We caught up with her to talk about the importance of good scheduling, subverting genre, and how to layer sound like a tapestry. This conversation has been edited and condensed for length and clarity.

You’re a self-educated audio creator. Tell me about learning how to make podcasts.
I already had an audio and music practice, so the learning curve was kind of shifting my brain. I knew sound very well, but I had to be better at knowing words.
This was back, I believe, in the early 2010’s. I was learning software from random YouTube tutorials. I was learning a lot of radio fundamentals from this website transom.org. There were a couple listservs from the Chicago and New York public radio world.
I was living in Chicago and primarily doing graphic design work. One of my first clients was the local public radio station WBEZ, which then sort of got me more aware of what they were doing in the city, and learning about Third Coast, and learning about all these resources. That's where it was, okay, I can teach you about this if you can teach me about that type thing. That’s the way I like to work: we're figuring it all out together.
I would also pick up little transcription jobs, and study how the hosts would interview, and how things would be produced.
You say on your website bio that you never learned the “right” way to make audio, and your work is better for it. I love that.
I really love studying genre, because I feel like genre is a way for people to know how to engage with art. You can use genre expectations to your advantage, to shortcut certain things, like a romcom for example. If you subvert the montage sequence of the makeover, do something interesting with it, that’s going to be memorable.
Genre was something that was really important for me to study because it gave me frameworks that I could play in. How would I do this genre of a three act story? But then, how can I screw it up? It’s trying to know 70% of the way to do it, and then just be like, "Okay, but how would I want to hear that done?"
You have to learn the rules in order to break them! What were some of the first pieces of audio equipment you bought yourself?
I definitely remember the very first mic was a Blue Snowball. Me and my friend Cher Vincent shared one when we started our podcast. We could not afford to get two, so we got really close underneath a blanket and we recorded our stuff on there.
My first field kit was gifted to me from some friends, when I did a contract over at Gimlet Media for the show called The Nod. When I left, they had given me a gift card to B&H or something. I got myself—and I still have it to this day, because it's just so good—a Zoom H4. I think that I got a road reporter mic and a windscreen, and obviously an XLR cable. They are literally right over there. I will not get rid of them, because they hold so much sentimental value. And they work.

How did you end up starting your collective?
It was myself, Cher Vincent, and Alex Cox. We were three friends in Chicago and all three of us loved podcasts. We basically were just like, we're just going to learn this together.
And we got good enough that other people took notice. The Chicago podcast community was tiny, at the time especially. So we were like, "Okay, we should build a collective." And I think it around that time when podcasting blew up and Serial happened, and the native podcast app on iPhones. All these things made this hobby into a budding industry.

_Stated goal A_.
Translate this sentence from the podcast interview into Spanish: "We were three friends in Chicago and all three of us loved podcasts."
_Stated goal B_.
Please carry the podcast interview forward from its last line, adding the next few exchanges.

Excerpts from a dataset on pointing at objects
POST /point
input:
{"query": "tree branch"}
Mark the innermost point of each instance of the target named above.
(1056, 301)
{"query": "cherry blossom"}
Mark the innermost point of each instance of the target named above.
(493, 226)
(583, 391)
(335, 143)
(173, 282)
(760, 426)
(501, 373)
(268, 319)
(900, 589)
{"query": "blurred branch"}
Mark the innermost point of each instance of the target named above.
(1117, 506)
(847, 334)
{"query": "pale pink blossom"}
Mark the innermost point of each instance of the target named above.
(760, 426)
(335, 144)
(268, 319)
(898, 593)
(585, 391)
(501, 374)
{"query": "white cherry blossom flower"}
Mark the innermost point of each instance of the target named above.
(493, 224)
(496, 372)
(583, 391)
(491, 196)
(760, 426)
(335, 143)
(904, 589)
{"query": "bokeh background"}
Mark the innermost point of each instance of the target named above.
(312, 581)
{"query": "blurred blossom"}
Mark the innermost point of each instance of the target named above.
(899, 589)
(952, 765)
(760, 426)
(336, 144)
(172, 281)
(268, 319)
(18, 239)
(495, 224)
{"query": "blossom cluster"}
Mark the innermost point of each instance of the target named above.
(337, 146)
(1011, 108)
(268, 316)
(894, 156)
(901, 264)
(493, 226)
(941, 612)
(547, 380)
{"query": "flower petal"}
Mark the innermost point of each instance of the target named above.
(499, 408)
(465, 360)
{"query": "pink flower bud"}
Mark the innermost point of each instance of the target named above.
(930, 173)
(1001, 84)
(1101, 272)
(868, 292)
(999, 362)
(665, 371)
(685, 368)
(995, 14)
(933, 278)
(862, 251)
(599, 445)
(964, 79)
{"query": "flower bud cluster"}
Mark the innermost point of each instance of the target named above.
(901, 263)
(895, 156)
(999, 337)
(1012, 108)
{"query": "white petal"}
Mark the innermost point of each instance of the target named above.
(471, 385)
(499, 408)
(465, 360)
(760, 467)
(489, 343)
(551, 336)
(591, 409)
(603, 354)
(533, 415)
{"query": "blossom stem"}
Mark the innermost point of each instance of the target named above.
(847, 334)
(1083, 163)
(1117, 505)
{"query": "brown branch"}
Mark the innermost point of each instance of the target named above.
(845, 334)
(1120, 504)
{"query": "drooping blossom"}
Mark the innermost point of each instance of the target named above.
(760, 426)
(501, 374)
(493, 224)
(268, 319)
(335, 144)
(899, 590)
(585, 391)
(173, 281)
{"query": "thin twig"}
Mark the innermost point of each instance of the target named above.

_Task response A_.
Éramos tres amigos en Chicago y a los tres nos encantaban los pódcasts.

_Task response B_.
It was one of those perfect timing moments because we knew how to technically do it, because we had been learning it for quite a few years. There was a hiring boom. We got a couple writeups of our collective. It was called Post Loudness.
We were piloting shows for people, cause we just wanted to see more shows from POC queer and trans makers. We just wanted to see more people like us, especially in Chicago. So it was and then we did a show—one got picked up by another larger network at the time and one got really really popular.
That in combination with some other things led to a job offer to work professionally. It would move me from Chicago to New York, where I am now. And that was the moment where I was like, "This is a career.” All three of us to this day work professionally in media, actually. It's kind of wild.
It’s so cool when that happens… but it’s also a new set of stresses, working in a field that you love. How do you try to separate your work from your life?
It's really hard. I keep a very rigid schedule. I intensely block and plan my time months in advance, and I'm extremely predictable. I know that certain projects, certain tasks, will take certain amounts of time. The amount of focus filters I have on all my devices is near obsessive.
I do a shutdown ritual at 5:00 pm. I've been on that other side of working constantly, and it just did not have good outcomes physically. So I just can't do it.
And I do like going out to have fun. I do like spending time and engaging in my relationships. I have other hobbies now. I am very cognizant that this was a hobby that turned into a career, and I am kind of watching my back on some other hobbies that I have right now. I've been making music for quite a while, and just recently my music is starting to catch on. And I'm just like… I'm keeping an eye on it. How can I protect it so it's still fun?
I play basketball. Pickup games. There's no way that's going to be professional. And I'm so happy about that.
Time is really the greatest luxury. The thing that it feels like no one has enough of.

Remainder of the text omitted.